Source =>
________
The best xmas tunes you’ve never heard

Featuring Wayne Coyne from the Flaming Lips, Joseph “Rev Run DMC” Simmons, Bob Dorough and more, Mitchell Kezin’s Jingle Bell Rocks explores underground and alternative Christmas music.

Mitchell Kezin searches for records  in Jingle Bell Rocks


For those of you who loathe the festive tunes played on a loop at every mall, retail outlet and radio this time of year, the idea of a film devoted to Christmas music won’t likely pique your interest. But Mitchell Kezin’s documentary Jingle Bell Rocks isn’t like other festive films.

Kezin is not only a filmmaker, but a record collector, who focuses primarily on underground and alternative Christmas tunes — and he’s not the only one. In Jingle Bell Rocks, Kezin explains his borderline obsession with these songs and chats to artists, collectors and music legends as he explores some of his favourite finds.

Kezin with Bob Dorough
Kezin with Bob Dorough

Kezin got the idea to make the film from a desire to share these lesser known tunes with others — beyond the select few who receive his yearly Merry Mix compilation — and after receiving a record from a fellow collector, who’d photocopied an article from the now defunct Cool & Strange Music Magazine and placed it inside. “This particular article was about this handful of legendary Christmas collectors and it blew my mind,” says Kezin. “I had no idea that these guys were out there, that they existed. I really thought I was the only weirdo doing these compilations. I had no idea that there were other people or that there were legends within this subculture. This article talked about their collections, how vast they were, all the songs — it was literally a template for a documentary film. And I thought, that’s what I’m gonna do.”

The film, at first, was going to explore the songs solely from the perspective of the collector, but throughout the film’s development, this idea expanded. “It was going to be a much smaller movie,” says Kezin. “But once I started working on the script and really researching the songs I wanted to include, I thought, ‘Wait a minute — this doesn’t make any sense. I want to talk to the artists. I want to talk to the people who wrote and recorded these original songs.’ It made it a much more ambitious film. EyeSteelFilm were instrumental in helping me realize the movie in the way that it needed to be made.”
________
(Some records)
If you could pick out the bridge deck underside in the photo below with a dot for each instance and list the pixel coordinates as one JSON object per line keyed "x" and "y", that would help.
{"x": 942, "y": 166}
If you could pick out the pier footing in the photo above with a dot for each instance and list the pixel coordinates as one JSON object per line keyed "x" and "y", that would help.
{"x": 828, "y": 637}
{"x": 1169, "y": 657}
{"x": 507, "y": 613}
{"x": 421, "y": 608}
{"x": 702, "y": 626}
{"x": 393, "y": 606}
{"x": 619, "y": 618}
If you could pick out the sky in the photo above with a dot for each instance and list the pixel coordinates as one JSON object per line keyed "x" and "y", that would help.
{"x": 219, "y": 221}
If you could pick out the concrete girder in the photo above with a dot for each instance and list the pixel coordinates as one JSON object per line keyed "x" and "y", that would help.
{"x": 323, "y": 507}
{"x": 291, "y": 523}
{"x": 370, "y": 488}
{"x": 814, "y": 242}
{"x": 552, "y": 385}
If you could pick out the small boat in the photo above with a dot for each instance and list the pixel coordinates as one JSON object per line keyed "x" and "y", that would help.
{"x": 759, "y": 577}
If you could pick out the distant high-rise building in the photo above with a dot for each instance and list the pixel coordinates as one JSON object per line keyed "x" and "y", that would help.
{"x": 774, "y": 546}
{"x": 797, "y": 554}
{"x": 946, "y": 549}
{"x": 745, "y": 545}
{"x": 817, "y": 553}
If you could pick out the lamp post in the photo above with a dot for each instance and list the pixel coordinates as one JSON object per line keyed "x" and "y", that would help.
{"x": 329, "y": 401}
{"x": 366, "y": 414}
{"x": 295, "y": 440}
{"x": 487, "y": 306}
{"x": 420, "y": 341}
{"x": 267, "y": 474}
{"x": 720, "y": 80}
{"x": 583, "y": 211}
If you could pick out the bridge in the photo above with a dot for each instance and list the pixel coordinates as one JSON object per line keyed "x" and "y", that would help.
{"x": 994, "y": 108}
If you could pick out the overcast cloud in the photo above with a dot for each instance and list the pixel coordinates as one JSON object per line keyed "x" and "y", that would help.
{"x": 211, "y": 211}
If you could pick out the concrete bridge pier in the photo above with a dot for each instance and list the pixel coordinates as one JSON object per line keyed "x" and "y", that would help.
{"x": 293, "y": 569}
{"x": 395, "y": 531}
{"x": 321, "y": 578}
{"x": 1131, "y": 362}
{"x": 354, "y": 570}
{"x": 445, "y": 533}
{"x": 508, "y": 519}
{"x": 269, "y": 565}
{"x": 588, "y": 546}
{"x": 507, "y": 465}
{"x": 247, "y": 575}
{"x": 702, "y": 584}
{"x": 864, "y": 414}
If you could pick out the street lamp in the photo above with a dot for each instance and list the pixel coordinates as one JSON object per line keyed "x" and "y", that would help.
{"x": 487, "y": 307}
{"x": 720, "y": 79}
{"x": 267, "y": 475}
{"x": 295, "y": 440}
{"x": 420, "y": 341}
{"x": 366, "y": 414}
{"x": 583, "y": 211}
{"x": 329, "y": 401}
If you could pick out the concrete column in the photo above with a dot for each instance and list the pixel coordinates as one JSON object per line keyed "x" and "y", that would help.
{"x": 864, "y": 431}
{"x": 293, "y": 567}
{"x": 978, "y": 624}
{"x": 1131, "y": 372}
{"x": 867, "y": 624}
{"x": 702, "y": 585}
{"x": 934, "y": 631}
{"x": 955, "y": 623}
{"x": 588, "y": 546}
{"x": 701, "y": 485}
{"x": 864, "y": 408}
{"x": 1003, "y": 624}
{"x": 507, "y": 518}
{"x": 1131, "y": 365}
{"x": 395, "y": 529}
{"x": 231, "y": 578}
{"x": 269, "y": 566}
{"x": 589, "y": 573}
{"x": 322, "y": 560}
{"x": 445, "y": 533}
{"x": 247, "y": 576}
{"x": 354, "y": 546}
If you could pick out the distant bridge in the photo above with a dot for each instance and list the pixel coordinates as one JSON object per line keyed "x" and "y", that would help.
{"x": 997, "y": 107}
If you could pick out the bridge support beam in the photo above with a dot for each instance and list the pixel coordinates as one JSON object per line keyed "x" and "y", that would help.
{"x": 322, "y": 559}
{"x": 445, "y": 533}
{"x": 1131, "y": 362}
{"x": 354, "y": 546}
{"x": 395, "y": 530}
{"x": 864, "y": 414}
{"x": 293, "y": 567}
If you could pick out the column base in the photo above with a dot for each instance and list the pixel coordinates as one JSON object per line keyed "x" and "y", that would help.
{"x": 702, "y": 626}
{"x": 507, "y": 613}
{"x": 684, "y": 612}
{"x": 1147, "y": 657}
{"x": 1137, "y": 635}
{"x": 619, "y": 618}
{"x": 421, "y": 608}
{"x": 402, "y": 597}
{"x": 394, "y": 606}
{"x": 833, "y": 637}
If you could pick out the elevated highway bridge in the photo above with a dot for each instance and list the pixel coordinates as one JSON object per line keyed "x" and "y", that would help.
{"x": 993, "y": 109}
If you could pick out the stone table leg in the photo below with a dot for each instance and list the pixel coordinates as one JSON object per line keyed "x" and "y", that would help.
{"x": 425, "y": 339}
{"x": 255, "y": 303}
________
Requirements =>
(1) In the Jingle Bell Rocks article, write out the passage from "Mitchell Kezin searches" to "other festive films." word for word.
(2) In the Jingle Bell Rocks article, which now defunct magazine had printed the article that a fellow collector photocopied and tucked inside a record for Kezin?
(3) Carry on the Jingle Bell Rocks article from where it stops.

Outputs in order =>
(1)
Mitchell Kezin searches for records  in Jingle Bell Rocks


For those of you who loathe the festive tunes played on a loop at every mall, retail outlet and radio this time of year, the idea of a film devoted to Christmas music won’t likely pique your interest. But Mitchell Kezin’s documentary Jingle Bell Rocks isn’t like other festive films.

(2) Cool & Strange Music Magazine

(3)
jingleposterIt’s been a long slog since the film’s inception in 2005. After several partnerships dissolving, production finally began in 2009. Sadly, during that time some of the artists that Kezin wanted to include in the film passed away. “There was one great tune by a rockabilly artist called Johnny Preston, who wrote a fabulous Christmas song called ‘I Want a Rock ‘n’ Roll Guitar.’ Just as I was about to reach out to him, he died of a heart attack. That was a song I really wanted to feature.”

Kezin also missed out on Chris Dedrick, leader of the Free Design, by a matter of weeks. “I waited too long — I didn’t realize he was ill,” he explains. “I had his contact info, I had his number, I had his email — I so desperately wanted the Free Design in the movie and I was nervous about approaching him so I kept putting it off. By the time I finally reached out to him he was in the last few weeks of his life and I just didn’t feel comfortable calling at that point. It’s my biggest regret, but at least we have a record where we hear his voice. We hear him talking about his Christmas songs very eloquently and thoughtfully. It worked out better for the movie because it’s a really touching and heartfelt scene.”

Wayne Coyne in Jingle Bell Rocks
Wayne Coyne in Jingle Bell Rocks

In a world of 24/7 Christmas music starting Nov. 1 (if not earlier), the idea of so many lost Christmas songs may seem strange, but this carol deluge wasn’t always the norm. “The window for Christmas music was about two weeks long, “ explains Kezin. “Most songs wouldn’t stand a chance because there was no room for them to be played. They would just play all the current hits, all the classics, because they only had such a finite time range. So these songs didn’t even have a chance to be heard. They were only played maybe just a couple times on local radio and there was no other place for them to be exposed. So of course they withered and died and no one heard them.

“Thank God there’s people like Andy [Cirzan] and Bill [Adler] and the other collectors, who are preservationists. They are the ones keeping music alive, finding it, uncovering these buried treasures and bringing them prominence and sharing them with people for free.” ■

Jingle Bell Rocks opens at Cinéma du Parc (3575 Parc) today, Friday, Dec. 6. Tonight’s screening is followed by a karaoke Christmas party with a live rock band. For more information, head here.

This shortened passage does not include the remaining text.